## WORK TO BE COMPLETED
Starting with the line that has "Practice step: put one dot on the ocean surface" in it, repeat every line through the last one, word for word, and give nothing more.

## INPUT RECORDS
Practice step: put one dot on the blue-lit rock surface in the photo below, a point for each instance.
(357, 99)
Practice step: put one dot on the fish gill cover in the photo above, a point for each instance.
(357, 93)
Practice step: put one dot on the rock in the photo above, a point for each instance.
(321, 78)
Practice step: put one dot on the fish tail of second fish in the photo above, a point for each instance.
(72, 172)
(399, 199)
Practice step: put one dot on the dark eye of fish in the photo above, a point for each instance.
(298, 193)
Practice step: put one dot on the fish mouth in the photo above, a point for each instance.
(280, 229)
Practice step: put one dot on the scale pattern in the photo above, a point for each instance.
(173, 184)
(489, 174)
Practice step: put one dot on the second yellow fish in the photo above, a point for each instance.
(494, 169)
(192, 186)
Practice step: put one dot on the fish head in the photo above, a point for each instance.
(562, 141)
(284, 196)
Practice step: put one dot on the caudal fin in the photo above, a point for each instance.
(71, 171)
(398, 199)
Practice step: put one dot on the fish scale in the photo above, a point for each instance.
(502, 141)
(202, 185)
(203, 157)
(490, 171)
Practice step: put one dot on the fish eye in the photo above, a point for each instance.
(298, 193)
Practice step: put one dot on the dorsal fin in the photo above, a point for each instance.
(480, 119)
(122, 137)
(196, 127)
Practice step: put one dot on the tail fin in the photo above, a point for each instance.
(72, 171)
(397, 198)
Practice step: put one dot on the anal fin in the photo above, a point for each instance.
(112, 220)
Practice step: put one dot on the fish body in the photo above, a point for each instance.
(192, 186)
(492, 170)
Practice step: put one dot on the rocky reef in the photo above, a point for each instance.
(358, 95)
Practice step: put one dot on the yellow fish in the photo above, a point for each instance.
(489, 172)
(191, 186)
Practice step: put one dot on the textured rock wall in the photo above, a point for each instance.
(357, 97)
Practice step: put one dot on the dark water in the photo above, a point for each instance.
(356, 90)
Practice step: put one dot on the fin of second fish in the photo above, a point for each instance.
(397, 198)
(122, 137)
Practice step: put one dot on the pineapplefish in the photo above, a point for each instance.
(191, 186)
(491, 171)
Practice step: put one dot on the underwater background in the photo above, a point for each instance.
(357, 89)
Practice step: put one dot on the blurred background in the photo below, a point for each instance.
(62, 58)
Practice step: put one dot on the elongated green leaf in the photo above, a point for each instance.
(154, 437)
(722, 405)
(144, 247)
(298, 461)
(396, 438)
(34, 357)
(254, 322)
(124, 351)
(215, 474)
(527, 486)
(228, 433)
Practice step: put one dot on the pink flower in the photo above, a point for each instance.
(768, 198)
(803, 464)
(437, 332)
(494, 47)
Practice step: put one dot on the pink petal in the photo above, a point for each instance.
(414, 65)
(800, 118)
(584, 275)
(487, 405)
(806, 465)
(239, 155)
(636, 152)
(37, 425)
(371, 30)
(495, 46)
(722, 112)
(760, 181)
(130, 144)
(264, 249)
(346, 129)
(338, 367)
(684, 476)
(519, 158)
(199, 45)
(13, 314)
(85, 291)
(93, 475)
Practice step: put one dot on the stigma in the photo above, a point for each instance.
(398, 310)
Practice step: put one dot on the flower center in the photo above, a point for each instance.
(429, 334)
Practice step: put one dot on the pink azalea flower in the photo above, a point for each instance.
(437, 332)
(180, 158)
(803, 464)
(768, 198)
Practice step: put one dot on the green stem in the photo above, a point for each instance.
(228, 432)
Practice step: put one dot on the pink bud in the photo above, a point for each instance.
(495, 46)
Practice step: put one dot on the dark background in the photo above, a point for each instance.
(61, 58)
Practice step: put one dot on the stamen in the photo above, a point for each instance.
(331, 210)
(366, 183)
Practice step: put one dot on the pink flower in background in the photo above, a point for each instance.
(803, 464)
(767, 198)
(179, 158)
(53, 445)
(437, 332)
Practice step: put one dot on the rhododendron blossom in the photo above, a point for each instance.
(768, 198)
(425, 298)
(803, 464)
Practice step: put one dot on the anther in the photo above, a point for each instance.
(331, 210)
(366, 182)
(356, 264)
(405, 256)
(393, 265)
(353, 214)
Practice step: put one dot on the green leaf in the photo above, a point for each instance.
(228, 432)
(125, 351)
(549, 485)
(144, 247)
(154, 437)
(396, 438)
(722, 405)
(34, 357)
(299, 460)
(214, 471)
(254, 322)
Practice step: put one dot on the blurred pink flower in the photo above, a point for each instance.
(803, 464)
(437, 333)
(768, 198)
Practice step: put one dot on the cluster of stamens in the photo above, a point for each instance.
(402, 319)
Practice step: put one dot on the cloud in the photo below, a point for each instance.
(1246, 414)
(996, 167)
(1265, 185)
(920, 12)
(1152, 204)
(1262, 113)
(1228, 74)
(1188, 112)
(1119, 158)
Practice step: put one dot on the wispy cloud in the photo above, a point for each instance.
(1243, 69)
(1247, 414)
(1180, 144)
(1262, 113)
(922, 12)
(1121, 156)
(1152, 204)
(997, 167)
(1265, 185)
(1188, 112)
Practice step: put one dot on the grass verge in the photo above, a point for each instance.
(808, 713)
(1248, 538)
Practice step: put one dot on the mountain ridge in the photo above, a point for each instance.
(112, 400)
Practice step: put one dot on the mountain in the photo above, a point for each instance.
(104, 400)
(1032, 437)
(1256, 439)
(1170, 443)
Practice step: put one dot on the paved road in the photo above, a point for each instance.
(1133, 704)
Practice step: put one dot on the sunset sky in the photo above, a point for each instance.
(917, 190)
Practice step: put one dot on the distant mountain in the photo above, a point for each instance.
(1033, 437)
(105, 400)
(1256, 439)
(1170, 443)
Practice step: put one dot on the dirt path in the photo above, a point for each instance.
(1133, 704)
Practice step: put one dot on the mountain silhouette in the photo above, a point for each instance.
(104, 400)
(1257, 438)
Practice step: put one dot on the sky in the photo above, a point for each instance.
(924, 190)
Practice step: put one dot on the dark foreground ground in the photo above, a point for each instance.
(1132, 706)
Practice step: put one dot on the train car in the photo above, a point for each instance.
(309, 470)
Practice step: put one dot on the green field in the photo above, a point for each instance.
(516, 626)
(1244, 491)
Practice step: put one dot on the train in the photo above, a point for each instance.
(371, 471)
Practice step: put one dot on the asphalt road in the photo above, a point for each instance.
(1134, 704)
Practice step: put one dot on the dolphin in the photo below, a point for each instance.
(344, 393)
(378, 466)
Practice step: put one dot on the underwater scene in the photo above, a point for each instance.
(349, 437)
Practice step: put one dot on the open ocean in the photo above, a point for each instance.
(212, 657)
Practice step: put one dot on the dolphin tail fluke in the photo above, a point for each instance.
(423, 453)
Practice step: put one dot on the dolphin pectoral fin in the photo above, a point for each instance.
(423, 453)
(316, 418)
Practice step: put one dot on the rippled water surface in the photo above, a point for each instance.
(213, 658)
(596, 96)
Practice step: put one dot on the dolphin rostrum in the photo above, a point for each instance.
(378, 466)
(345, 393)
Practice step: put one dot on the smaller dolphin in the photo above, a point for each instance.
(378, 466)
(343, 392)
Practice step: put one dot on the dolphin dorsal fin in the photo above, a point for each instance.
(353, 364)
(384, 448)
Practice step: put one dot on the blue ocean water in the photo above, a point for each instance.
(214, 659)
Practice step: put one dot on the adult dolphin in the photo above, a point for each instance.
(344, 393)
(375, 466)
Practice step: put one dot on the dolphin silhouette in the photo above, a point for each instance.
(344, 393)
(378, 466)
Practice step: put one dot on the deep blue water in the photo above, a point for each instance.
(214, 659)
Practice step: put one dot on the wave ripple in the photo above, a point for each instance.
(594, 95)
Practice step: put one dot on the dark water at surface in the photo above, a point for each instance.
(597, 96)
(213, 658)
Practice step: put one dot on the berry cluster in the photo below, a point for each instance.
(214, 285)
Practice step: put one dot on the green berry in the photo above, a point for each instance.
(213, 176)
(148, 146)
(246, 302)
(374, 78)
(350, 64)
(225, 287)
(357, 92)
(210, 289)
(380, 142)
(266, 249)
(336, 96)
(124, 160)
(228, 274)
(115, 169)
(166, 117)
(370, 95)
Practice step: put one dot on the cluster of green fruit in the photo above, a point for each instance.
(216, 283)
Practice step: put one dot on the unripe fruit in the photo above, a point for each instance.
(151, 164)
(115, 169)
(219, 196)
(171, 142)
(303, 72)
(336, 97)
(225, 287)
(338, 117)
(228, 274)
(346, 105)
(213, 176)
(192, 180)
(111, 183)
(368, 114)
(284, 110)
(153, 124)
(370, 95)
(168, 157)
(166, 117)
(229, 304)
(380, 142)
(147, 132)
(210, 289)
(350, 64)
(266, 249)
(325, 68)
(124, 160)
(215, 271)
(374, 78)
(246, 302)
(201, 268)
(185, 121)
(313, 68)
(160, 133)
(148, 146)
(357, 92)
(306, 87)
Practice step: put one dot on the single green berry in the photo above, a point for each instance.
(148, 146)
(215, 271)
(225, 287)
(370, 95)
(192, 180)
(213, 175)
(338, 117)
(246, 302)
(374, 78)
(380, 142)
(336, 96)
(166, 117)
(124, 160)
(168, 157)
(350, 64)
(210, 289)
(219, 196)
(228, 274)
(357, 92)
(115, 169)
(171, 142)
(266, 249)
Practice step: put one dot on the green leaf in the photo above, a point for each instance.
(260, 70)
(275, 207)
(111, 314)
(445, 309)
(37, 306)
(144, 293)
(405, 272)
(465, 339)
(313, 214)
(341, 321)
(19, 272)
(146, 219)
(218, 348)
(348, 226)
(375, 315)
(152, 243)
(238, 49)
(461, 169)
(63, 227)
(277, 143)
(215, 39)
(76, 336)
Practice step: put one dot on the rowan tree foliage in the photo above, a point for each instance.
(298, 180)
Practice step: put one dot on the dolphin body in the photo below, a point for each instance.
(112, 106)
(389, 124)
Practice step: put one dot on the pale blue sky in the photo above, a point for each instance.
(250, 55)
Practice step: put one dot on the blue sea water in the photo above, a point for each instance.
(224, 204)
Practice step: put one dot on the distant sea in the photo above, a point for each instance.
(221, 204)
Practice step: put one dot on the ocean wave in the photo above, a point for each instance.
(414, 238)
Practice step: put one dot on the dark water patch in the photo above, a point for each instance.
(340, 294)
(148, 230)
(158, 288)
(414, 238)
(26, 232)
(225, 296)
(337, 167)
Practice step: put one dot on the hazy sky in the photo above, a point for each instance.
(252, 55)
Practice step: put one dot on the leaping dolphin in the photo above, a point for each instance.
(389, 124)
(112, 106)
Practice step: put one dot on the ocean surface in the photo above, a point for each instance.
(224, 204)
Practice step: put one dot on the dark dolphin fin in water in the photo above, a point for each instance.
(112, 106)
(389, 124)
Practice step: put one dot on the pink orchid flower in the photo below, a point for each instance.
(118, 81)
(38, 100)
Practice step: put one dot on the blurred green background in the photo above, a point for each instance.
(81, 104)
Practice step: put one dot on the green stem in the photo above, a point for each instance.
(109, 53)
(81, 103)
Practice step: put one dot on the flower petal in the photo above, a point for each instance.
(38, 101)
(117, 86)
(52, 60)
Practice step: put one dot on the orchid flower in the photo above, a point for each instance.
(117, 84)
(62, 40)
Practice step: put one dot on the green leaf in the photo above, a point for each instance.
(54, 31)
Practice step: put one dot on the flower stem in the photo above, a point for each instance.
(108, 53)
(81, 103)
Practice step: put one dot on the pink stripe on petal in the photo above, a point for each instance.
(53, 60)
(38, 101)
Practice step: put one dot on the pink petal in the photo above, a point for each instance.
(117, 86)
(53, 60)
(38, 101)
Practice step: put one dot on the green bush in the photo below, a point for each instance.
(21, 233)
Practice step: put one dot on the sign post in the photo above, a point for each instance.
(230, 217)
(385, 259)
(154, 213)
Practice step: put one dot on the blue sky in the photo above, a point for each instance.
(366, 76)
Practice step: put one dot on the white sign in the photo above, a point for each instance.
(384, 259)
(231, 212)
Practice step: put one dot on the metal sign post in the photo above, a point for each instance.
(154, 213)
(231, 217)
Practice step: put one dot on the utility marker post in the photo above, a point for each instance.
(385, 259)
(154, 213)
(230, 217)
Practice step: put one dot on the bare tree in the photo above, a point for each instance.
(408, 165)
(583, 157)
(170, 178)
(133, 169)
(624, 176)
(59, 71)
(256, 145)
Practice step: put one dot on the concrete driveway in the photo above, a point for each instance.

## ANSWER BELOW
Practice step: put one dot on the ocean surface in the photo above, a point for each instance.
(224, 204)
Practice step: put one dot on the dark dolphin fin in water in the photo above, a point for each instance.
(112, 106)
(389, 124)
Practice step: put one dot on the pink orchid flower in the photo below, a point for each instance.
(118, 81)
(38, 100)
Practice step: put one dot on the blurred green background in the photo above, a point for each instance.
(81, 104)
Practice step: put one dot on the green stem in the photo above, a point for each instance.
(109, 53)
(81, 103)
Practice step: put one dot on the flower petal in the photo above, a point for each instance.
(38, 101)
(117, 86)
(52, 60)
Practice step: put one dot on the orchid flower in the photo above, a point for each instance.
(117, 84)
(62, 40)
Practice step: put one dot on the green leaf in the photo above, a point for each instance.
(54, 31)
Practice step: put one dot on the flower stem in the photo above, a point for each instance.
(108, 53)
(81, 103)
Practice step: put one dot on the pink stripe on petal in the photo above, a point for each instance.
(53, 60)
(38, 101)
Practice step: put one dot on the pink petal in the photo above, a point for each instance.
(117, 86)
(53, 60)
(38, 101)
Practice step: put one dot on the green bush in the photo below, a point for each instance.
(21, 233)
Practice step: put one dot on the sign post in the photo above, a point for each instance.
(230, 217)
(385, 259)
(154, 213)
Practice step: put one dot on the blue sky in the photo above, a point for each instance.
(366, 76)
Practice step: put one dot on the white sign in the photo above, a point for each instance.
(384, 259)
(231, 212)
Practice step: put one dot on the metal sign post in the photo above, a point for each instance.
(154, 213)
(231, 217)
Practice step: put one dot on the utility marker post in the photo above, a point for each instance.
(385, 259)
(154, 213)
(230, 217)
Practice step: put one dot on the bare tree in the photo above, a point for each instance.
(408, 165)
(583, 157)
(170, 178)
(133, 169)
(624, 176)
(59, 71)
(256, 145)
Practice step: put one dot on the concrete driveway in the photo above, a point for each instance.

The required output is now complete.